■ TASK MATERIAL
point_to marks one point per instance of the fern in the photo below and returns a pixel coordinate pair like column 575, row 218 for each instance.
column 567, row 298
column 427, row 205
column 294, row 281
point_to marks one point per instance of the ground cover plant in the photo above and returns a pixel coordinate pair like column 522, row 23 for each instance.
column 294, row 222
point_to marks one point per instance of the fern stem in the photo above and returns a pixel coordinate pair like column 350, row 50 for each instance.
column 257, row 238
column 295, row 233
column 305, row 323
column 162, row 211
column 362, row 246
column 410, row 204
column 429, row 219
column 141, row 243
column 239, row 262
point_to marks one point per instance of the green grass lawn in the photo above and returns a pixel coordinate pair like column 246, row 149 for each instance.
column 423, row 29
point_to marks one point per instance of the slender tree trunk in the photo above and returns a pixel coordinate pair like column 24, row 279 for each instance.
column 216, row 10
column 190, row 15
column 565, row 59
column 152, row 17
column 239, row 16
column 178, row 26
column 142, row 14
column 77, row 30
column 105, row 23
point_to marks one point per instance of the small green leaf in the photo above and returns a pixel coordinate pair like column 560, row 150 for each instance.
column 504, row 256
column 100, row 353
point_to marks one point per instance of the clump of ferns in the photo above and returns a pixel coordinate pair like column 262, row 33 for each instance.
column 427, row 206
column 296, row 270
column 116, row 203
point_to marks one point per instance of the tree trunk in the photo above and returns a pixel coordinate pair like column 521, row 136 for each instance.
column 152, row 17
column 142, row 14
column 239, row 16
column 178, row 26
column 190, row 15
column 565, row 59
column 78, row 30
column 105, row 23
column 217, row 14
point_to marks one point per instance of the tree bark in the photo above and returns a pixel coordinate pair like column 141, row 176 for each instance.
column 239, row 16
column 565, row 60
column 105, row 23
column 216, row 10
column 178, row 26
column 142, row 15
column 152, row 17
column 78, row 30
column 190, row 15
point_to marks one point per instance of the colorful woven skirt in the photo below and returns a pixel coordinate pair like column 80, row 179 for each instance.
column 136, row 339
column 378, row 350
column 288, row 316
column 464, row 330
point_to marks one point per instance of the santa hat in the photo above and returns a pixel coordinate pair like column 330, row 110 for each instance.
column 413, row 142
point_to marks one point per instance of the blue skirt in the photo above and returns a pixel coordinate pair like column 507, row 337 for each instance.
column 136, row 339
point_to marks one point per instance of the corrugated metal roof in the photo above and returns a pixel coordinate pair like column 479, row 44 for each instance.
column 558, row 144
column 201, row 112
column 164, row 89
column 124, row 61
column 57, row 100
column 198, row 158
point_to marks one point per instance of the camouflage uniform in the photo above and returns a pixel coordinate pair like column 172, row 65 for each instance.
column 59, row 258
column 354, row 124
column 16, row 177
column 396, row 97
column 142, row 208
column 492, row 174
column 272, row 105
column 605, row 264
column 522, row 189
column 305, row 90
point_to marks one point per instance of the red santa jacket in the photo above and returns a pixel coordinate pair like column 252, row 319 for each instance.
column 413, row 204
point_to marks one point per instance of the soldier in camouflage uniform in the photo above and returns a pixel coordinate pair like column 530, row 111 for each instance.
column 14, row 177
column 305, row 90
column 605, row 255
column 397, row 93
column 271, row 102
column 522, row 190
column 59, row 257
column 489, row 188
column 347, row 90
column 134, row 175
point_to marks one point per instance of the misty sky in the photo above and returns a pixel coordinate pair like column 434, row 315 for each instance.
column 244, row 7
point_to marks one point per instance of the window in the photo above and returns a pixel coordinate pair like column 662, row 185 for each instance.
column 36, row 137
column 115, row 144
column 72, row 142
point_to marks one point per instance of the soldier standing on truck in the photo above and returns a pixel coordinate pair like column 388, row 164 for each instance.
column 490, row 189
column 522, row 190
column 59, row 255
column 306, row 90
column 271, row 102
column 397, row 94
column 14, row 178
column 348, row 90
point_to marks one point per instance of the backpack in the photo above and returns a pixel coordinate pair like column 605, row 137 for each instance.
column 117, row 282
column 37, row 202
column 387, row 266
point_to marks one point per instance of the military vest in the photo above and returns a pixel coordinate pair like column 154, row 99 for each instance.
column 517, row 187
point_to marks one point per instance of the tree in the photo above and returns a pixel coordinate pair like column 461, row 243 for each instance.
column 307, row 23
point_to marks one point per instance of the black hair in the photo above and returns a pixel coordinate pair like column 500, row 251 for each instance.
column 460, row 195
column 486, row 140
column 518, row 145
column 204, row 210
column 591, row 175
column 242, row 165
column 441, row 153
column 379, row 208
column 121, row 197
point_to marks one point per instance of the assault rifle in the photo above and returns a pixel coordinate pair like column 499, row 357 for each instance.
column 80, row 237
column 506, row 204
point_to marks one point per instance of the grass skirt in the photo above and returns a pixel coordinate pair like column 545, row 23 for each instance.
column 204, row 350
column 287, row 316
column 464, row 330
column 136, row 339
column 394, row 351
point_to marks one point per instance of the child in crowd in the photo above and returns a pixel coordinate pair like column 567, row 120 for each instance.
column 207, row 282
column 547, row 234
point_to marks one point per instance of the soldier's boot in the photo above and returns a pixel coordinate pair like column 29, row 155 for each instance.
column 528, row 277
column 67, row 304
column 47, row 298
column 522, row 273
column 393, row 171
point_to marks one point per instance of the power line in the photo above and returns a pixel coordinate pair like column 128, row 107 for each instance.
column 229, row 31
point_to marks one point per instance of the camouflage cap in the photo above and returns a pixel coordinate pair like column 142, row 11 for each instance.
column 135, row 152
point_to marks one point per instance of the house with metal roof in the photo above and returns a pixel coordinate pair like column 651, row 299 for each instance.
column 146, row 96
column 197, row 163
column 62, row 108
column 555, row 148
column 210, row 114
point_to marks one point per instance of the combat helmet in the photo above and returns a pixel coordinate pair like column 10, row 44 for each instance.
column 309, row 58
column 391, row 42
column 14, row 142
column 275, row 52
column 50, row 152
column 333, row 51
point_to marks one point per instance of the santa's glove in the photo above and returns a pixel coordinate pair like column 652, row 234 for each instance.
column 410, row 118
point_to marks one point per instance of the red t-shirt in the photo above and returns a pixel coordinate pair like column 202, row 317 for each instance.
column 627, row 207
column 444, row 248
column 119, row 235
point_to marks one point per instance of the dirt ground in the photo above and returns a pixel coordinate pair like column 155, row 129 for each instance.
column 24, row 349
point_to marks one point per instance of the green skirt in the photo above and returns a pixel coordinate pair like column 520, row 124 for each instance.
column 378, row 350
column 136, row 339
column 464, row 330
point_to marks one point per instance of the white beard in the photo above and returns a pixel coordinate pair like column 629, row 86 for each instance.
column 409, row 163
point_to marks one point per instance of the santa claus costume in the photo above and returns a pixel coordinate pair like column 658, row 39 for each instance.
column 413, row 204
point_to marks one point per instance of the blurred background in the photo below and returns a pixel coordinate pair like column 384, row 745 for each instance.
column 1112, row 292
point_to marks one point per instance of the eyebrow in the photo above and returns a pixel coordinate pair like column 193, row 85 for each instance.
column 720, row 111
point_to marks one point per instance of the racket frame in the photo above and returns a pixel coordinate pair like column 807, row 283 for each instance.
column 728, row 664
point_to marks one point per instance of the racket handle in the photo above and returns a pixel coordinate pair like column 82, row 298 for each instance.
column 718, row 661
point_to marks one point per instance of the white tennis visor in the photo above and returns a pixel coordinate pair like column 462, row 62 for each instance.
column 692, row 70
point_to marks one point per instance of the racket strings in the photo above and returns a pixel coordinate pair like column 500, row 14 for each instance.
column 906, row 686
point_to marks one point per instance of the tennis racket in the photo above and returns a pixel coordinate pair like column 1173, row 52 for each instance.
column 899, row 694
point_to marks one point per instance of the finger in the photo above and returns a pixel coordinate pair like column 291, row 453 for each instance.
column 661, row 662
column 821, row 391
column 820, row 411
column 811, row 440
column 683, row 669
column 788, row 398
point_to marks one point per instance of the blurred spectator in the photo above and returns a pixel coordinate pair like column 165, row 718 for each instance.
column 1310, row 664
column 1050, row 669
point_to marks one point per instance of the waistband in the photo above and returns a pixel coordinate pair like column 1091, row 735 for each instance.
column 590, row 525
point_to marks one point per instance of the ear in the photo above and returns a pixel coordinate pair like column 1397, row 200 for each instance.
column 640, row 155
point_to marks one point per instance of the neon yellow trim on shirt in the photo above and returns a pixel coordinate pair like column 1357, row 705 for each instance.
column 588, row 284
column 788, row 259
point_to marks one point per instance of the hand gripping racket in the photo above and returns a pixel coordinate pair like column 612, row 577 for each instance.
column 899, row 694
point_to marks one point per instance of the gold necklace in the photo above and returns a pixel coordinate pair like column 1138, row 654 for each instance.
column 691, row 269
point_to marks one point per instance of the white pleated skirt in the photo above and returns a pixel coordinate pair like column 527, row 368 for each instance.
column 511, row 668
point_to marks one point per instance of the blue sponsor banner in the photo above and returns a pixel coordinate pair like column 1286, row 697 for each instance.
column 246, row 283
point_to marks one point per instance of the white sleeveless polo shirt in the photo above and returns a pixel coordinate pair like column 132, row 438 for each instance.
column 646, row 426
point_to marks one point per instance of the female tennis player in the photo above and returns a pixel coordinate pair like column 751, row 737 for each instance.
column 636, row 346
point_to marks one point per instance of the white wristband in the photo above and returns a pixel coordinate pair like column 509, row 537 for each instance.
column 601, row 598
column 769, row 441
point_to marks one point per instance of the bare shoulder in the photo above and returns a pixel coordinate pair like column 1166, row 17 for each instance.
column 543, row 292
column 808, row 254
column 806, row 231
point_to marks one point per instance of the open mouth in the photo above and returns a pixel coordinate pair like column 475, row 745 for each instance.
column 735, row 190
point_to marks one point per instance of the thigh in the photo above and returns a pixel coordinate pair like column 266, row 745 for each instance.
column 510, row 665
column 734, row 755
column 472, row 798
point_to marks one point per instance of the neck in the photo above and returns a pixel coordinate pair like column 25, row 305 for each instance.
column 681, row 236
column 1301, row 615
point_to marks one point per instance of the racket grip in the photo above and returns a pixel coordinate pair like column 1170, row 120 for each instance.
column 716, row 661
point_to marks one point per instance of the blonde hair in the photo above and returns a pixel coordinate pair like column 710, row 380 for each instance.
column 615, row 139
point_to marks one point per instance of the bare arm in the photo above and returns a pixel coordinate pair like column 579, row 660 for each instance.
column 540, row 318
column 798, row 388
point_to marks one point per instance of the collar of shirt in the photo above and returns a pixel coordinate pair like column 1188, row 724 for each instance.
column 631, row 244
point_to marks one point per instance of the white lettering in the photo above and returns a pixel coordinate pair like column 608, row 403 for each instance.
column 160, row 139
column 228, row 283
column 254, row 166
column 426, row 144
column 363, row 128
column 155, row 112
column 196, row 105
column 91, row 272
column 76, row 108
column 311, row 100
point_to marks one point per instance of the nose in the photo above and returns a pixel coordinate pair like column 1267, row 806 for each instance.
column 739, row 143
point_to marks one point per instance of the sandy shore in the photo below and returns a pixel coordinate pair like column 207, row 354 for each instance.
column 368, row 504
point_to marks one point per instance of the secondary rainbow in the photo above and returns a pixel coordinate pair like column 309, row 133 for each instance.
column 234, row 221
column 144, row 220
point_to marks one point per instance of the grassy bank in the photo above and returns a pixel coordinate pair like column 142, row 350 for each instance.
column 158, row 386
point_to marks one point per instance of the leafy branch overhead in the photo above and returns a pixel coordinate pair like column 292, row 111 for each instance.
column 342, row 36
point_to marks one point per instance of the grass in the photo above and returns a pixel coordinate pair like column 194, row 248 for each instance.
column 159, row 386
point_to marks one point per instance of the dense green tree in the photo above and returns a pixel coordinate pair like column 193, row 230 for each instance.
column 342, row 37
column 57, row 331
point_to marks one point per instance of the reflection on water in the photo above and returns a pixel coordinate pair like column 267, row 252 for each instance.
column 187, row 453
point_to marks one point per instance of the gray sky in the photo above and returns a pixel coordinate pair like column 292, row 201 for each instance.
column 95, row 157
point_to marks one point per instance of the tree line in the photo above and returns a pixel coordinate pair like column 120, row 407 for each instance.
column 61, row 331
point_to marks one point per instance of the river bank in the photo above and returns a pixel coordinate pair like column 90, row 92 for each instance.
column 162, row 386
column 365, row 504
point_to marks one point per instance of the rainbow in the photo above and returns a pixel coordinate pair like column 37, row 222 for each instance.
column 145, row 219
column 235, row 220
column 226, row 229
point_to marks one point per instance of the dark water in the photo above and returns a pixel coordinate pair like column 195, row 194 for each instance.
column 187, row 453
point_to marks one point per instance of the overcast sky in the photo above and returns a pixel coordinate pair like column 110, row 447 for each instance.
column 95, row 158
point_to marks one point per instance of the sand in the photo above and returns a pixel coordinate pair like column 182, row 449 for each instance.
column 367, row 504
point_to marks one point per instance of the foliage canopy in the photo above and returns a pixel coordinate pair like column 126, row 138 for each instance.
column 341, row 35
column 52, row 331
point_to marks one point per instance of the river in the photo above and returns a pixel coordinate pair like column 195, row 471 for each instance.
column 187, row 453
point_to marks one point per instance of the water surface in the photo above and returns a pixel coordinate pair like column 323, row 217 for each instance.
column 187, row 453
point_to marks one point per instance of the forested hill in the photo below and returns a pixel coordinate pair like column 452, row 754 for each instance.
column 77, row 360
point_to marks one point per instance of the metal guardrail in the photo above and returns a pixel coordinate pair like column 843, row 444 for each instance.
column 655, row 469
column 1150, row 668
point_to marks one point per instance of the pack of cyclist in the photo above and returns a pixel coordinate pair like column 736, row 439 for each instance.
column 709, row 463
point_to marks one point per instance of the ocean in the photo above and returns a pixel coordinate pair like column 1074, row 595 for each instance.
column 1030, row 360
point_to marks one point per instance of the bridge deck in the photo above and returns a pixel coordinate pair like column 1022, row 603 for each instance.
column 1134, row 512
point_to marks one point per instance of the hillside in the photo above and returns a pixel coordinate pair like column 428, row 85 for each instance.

■ EXERCISE
Please repeat, exactly and only, the lines from the one containing "point_to marks one point per instance of the ocean" through the last line of the records, both included.

■ TASK SOLUTION
point_to marks one point per instance of the ocean in the photo above and returns a pixel coordinate pair like column 1074, row 595 for each instance.
column 1030, row 360
point_to marks one point per instance of the bridge deck in the photo above and returns a pixel coordinate pair like column 1022, row 603 for each instance.
column 1134, row 512
point_to marks one point per instance of the hillside in the photo above and returns a pixel coordinate pair like column 428, row 85 for each instance.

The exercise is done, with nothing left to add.